***** Dataset excerpts

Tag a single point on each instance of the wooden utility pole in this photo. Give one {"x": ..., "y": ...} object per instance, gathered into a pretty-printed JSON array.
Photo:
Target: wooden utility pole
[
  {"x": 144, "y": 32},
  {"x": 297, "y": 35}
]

**********

▶ **Problem to solve**: Nothing in the records should change when you repeat them all.

▶ **Result for this task**:
Tag a single point on each instance of the wooden utility pole in this photo. Give one {"x": ..., "y": ...} object per instance, gathered into a pretty-printed JSON array.
Photo:
Target: wooden utility pole
[
  {"x": 144, "y": 32},
  {"x": 297, "y": 35}
]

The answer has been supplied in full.